_WHAT TO WORK ON:_ Return every line of the listing below so that it matches the original exactly.

_SUPPLIED MATERIAL:_
______

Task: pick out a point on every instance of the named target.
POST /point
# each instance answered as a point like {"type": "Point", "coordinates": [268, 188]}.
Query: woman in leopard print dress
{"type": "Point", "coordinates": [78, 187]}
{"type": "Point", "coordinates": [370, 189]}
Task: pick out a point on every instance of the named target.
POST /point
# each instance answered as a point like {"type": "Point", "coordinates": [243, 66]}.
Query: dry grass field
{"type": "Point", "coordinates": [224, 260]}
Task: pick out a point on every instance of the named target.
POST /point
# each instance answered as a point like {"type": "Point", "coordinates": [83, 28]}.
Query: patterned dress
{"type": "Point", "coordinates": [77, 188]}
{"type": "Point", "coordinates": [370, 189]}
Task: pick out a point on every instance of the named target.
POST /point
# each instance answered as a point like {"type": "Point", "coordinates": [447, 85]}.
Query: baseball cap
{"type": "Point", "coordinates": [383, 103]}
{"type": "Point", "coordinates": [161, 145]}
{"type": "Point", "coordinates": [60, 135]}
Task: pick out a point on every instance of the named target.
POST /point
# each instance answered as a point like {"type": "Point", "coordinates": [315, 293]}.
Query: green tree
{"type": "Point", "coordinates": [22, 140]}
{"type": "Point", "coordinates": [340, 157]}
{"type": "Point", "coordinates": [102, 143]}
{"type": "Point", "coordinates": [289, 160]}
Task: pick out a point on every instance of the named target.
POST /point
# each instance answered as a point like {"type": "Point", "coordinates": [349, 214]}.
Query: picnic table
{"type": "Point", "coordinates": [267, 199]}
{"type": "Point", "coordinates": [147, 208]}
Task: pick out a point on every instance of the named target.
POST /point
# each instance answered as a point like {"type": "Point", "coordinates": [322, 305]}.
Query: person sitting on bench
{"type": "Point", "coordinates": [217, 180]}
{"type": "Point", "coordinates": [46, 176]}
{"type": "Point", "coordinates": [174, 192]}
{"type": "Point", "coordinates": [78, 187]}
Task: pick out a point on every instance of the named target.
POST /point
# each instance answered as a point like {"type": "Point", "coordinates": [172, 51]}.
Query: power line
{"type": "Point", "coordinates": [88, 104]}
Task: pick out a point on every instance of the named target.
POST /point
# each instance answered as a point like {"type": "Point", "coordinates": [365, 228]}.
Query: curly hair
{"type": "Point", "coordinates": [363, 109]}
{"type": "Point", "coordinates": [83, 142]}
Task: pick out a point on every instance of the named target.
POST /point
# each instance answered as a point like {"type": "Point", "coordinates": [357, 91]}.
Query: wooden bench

______

_ANSWER TO THIS TASK:_
Task: pick out a point on every instance of the named target.
POST /point
# each instance answered as a point like {"type": "Point", "coordinates": [268, 188]}.
Query: woman in leopard print dress
{"type": "Point", "coordinates": [78, 187]}
{"type": "Point", "coordinates": [370, 189]}
Task: pick out a point on every instance of the named target.
POST /point
# each instance answered as a point like {"type": "Point", "coordinates": [243, 66]}.
Query: dry grass field
{"type": "Point", "coordinates": [224, 260]}
Task: pick out a point on every instance of the named target.
POST /point
# each instance answered as a point like {"type": "Point", "coordinates": [83, 28]}.
Query: patterned dress
{"type": "Point", "coordinates": [77, 188]}
{"type": "Point", "coordinates": [370, 189]}
Task: pick out a point on every instance of the named target.
POST /point
# each instance answered as a point like {"type": "Point", "coordinates": [447, 85]}.
Query: baseball cap
{"type": "Point", "coordinates": [383, 103]}
{"type": "Point", "coordinates": [161, 145]}
{"type": "Point", "coordinates": [60, 135]}
Task: pick out a point on every instance of the named target.
POST /point
# each instance answered as a point like {"type": "Point", "coordinates": [315, 293]}.
Query: green tree
{"type": "Point", "coordinates": [22, 140]}
{"type": "Point", "coordinates": [340, 157]}
{"type": "Point", "coordinates": [102, 143]}
{"type": "Point", "coordinates": [289, 160]}
Task: pick out a point on every instance of the named target.
POST /point
# each instance answered as a point like {"type": "Point", "coordinates": [349, 214]}.
Query: picnic table
{"type": "Point", "coordinates": [267, 199]}
{"type": "Point", "coordinates": [147, 208]}
Task: pick out a point on every instance of the named target.
POST /point
# each instance answered as a point like {"type": "Point", "coordinates": [322, 305]}.
Query: person sitting on bench
{"type": "Point", "coordinates": [217, 180]}
{"type": "Point", "coordinates": [46, 176]}
{"type": "Point", "coordinates": [174, 192]}
{"type": "Point", "coordinates": [78, 187]}
Task: pick out a point on every instance of the named target.
POST /point
# each instance answered as a point like {"type": "Point", "coordinates": [172, 51]}.
Query: power line
{"type": "Point", "coordinates": [88, 104]}
Task: pick out a point on every instance of the named target.
POST /point
# each instance answered as a point like {"type": "Point", "coordinates": [365, 228]}.
Query: curly hair
{"type": "Point", "coordinates": [363, 109]}
{"type": "Point", "coordinates": [83, 142]}
Task: pick out a point on every instance of the named target.
POST /point
# each instance answered as a point like {"type": "Point", "coordinates": [357, 91]}.
Query: wooden bench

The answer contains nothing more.